# [WHAT TO DO]
Copy the lines that follow, keeping every character the same.

# [ENTRIES SUPPLIED]
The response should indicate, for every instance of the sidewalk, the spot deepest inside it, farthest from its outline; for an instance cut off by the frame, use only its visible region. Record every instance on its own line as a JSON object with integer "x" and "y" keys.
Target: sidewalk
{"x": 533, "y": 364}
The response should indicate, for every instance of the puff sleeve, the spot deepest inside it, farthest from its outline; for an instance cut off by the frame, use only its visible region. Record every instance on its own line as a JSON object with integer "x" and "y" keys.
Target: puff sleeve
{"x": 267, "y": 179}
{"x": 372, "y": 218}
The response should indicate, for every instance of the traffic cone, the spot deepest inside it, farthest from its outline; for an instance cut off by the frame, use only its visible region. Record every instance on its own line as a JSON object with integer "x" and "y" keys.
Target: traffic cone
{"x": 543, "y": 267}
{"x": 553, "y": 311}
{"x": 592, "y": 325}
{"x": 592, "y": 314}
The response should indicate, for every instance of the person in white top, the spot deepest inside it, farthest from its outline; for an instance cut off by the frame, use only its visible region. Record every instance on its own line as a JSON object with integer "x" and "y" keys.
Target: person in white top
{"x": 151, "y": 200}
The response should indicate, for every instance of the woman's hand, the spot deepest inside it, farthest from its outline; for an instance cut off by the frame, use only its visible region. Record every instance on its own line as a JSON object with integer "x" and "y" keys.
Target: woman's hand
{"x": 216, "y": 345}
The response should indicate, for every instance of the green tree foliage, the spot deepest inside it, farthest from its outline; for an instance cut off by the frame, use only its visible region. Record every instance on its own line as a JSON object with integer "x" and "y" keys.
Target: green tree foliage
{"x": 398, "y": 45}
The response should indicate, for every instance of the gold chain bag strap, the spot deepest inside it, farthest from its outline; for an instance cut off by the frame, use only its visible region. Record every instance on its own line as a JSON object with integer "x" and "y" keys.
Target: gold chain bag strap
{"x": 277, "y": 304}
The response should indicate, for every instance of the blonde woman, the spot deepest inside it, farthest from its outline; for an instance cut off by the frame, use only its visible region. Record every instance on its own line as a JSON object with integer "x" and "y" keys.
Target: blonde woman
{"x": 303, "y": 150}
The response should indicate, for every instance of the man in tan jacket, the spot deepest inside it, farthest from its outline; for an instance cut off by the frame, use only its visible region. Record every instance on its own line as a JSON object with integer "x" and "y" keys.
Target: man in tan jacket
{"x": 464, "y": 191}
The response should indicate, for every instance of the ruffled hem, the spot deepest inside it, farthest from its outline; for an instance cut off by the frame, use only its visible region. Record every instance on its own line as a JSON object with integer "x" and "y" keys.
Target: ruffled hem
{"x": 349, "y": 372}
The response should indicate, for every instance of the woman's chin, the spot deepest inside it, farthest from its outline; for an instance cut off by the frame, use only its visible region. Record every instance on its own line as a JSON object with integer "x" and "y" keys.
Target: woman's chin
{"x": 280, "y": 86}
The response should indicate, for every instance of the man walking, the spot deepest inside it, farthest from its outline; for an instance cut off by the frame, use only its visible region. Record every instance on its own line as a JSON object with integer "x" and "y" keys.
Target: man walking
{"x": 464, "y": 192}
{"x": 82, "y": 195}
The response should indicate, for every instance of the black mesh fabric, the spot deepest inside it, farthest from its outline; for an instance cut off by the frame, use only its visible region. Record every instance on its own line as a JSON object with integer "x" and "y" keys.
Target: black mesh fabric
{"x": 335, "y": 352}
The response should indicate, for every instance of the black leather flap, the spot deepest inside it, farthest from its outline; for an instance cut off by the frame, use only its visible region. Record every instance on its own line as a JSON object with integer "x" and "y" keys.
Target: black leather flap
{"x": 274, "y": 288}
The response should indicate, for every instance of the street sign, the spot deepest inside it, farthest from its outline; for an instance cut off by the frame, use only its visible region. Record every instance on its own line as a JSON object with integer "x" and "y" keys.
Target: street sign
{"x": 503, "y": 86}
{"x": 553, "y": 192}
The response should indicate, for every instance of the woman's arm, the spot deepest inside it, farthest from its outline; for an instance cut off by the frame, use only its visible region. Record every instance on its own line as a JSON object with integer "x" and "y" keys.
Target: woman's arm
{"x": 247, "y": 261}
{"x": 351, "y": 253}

# [CORRECT RESULT]
The response should indicate, for every instance of the sidewalk, the spot deepest inside it, farthest from its outline; for an instance cut off by the frame, use only its visible region. Record every instance on its own line as a JSON object with integer "x" and "y" keys.
Target: sidewalk
{"x": 533, "y": 364}
The response should indicate, for every instance of the puff sleeve, the spot deepest inside it, farthest from its outline; for an instance cut off by the frame, use only its visible region. Record every instance on its own line as a JSON object with integer "x" and "y" keys.
Target: puff sleeve
{"x": 267, "y": 179}
{"x": 372, "y": 218}
The response should indicate, for every instance of the traffic cone, the spot deepest inside it, farthest from its outline; for an instance cut off by the frame, use only its visible region. Record every instance on its own line as a JSON object with integer "x" and "y" keys.
Target: traffic cone
{"x": 543, "y": 267}
{"x": 553, "y": 311}
{"x": 592, "y": 325}
{"x": 592, "y": 314}
The response should indicate, for every instance of the person in white top, the spot deepest inside it, farthest from its outline; for an instance cut off by the frame, use only its visible region. Record every instance on its own line as a JSON object with integer "x" and "y" keys.
Target: person in white top
{"x": 151, "y": 200}
The response should indicate, for every instance of the woman's hand, the spot deepest inside it, farthest from its outline; for an instance cut off by the frame, use only its visible region. Record every instance on its own line as a JSON object with integer "x" and "y" keys.
Target: woman's hand
{"x": 216, "y": 345}
The response should indicate, for every instance of the green tree foliage, the spot deepest inside it, farthest from its outline; for an instance cut off by the frame, use only its visible region. Record every instance on its own line as a JSON object with integer "x" and "y" keys.
Target: green tree foliage
{"x": 398, "y": 45}
The response should indicate, for every instance of the gold chain bag strap, the spot deepest inside it, farthest from its outline; for an instance cut off by the frame, use only its visible region. Record every instance on its own line as a JSON object with integer "x" and "y" keys.
Target: gold chain bag strap
{"x": 277, "y": 304}
The response should indicate, for every instance of the blonde woman, the spot deepest inside it, farthest from its outline; for an instance cut off by the frame, use only its visible region. Record every instance on its own line as a JSON object with integer "x" and "y" keys.
Target: blonde woman
{"x": 303, "y": 150}
The response should indicate, for every instance of the man in tan jacket, the spot deepest inside it, farthest from its outline; for an instance cut off by the frame, use only its visible region. Record every instance on its own line as a JSON object with integer "x" and "y" keys.
Target: man in tan jacket
{"x": 464, "y": 191}
The response should indicate, for every instance of the ruffled hem, the spot deepest inside it, farthest from its outline; for an instance cut off by the frame, use only its visible region. Record every instance on its own line as a JSON object with integer "x" and "y" keys.
Target: ruffled hem
{"x": 349, "y": 372}
The response should indicate, for every instance of the woman's chin, the spot deepest inside it, farthest from its outline; for an instance cut off by the frame, use only its visible region. Record every instance on its own line as a JSON object with integer "x" and "y" keys.
Target: woman's chin
{"x": 280, "y": 86}
The response should indicate, for every instance of the man walking, the spot deepest inside it, farthest from its outline; for an instance cut off by the frame, use only its visible region. Record every instance on its own line as a JSON object with integer "x" and "y" keys.
Target: man walking
{"x": 464, "y": 192}
{"x": 82, "y": 195}
The response should indicate, for every instance of the black mesh fabric, the spot deepest inside it, farthest from its outline; for an instance cut off by the frame, use only its visible region. Record every instance on its own line as a JSON object with integer "x" and "y" keys.
Target: black mesh fabric
{"x": 335, "y": 352}
The response should indicate, for every instance of the black leather flap, the spot deepest inside it, farthest from its outline; for an instance cut off by the frame, use only its visible region. Record every instance on its own line as a JSON object with integer "x" and "y" keys.
Target: black leather flap
{"x": 274, "y": 288}
The response should indicate, for every instance of the street sign, the spot deepest inside it, farthest from its outline; for an instance cut off by the frame, use only its visible region. Record every instance on its own line as a JSON object with integer "x" and "y" keys.
Target: street sign
{"x": 503, "y": 86}
{"x": 553, "y": 192}
The response should indicate, for every instance of the woman's arm, the spot deepest inside it, farthest from its outline; for an instance cut off by the frame, use only its visible region. Record every instance on its own line as a JSON object with integer "x" and "y" keys.
Target: woman's arm
{"x": 247, "y": 261}
{"x": 351, "y": 253}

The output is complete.